C’est bien connu : ce sont toujours les personnes les plus vulnérables qui sont exploitées. Il est aussi connu que des situations historiques, politiques et économiques ont mis Haïti à genoux. Une posture indécente qui excite la bourgeoisie haïtienne…
« Mwen pa kapab ankò! » – je n’en peux plus -, clament haut et fort les Haïtiens qui ne trouvent plus de mots pour exprimer leur souffrance. Ils en ont assez, ils sont en colère, ils protestent contre une corruption de plus en plus répandue dans leur pays.
Mais au-delà des colères, les manifestations violentes de cette semaine révèlent une bien triste réalité sur laquelle bon nombre d’entre nous, Haïtiens, ferment les yeux.
Le rêve haïtien
Il se trouve que la Terre de Dessalines est exploitée par des profiteurs qui ne sont là que pour le plaisir et la jouissance des richesses. En fait, Haïti est devenue leur prostituée. Une prostituée qui n’est nullement rémunérée pour le service rendu. « Vous êtes du Liban? de la Syrie…? Ah! Un arrière-petit-fils du colon? Venez! La Beauté noire va prendre soin de vous! »

Données enregistrées:
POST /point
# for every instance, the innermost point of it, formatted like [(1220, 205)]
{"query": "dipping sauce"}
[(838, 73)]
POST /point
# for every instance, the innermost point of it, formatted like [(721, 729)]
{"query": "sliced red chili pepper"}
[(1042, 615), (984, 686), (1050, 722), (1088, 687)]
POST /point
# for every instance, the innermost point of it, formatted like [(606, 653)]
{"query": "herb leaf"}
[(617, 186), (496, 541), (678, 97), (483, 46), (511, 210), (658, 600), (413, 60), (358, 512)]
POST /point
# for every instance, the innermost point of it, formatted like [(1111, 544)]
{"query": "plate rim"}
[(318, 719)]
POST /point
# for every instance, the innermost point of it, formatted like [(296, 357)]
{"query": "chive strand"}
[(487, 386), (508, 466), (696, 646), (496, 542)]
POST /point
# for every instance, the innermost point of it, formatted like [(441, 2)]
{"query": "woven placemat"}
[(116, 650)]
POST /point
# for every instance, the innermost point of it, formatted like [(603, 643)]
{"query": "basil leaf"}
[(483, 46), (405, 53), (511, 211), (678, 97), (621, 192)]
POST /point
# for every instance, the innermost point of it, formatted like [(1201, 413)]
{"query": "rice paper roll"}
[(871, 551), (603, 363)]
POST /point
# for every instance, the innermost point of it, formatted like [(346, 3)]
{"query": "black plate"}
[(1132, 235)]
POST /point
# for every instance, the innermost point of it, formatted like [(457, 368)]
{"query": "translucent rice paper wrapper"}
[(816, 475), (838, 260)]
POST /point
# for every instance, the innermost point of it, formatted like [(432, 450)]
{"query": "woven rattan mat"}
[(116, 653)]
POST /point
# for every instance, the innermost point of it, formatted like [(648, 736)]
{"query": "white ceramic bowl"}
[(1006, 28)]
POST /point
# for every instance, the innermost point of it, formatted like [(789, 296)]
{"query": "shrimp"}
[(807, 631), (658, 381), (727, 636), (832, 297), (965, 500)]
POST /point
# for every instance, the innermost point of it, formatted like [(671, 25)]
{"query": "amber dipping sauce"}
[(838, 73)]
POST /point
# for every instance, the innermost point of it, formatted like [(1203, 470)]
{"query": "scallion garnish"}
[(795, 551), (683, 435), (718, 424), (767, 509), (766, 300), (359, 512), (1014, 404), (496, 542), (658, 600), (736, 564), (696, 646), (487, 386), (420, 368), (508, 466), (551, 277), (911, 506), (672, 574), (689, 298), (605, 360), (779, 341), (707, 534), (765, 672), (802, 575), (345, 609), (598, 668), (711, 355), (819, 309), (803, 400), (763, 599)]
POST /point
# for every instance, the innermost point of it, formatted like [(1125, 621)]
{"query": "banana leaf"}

Consigne: Réécrivez le passage du texte sur Haïti qui commence par « C’est bien connu » et se termine par « ferment les yeux. », en remplaçant « corruption » par « violence ».

Corrigé:
C’est bien connu : ce sont toujours les personnes les plus vulnérables qui sont exploitées. Il est aussi connu que des situations historiques, politiques et économiques ont mis Haïti à genoux. Une posture indécente qui excite la bourgeoisie haïtienne…
« Mwen pa kapab ankò! » – je n’en peux plus -, clament haut et fort les Haïtiens qui ne trouvent plus de mots pour exprimer leur souffrance. Ils en ont assez, ils sont en colère, ils protestent contre une violence de plus en plus répandue dans leur pays.
Mais au-delà des colères, les manifestations violentes de cette semaine révèlent une bien triste réalité sur laquelle bon nombre d’entre nous, Haïtiens, ferment les yeux.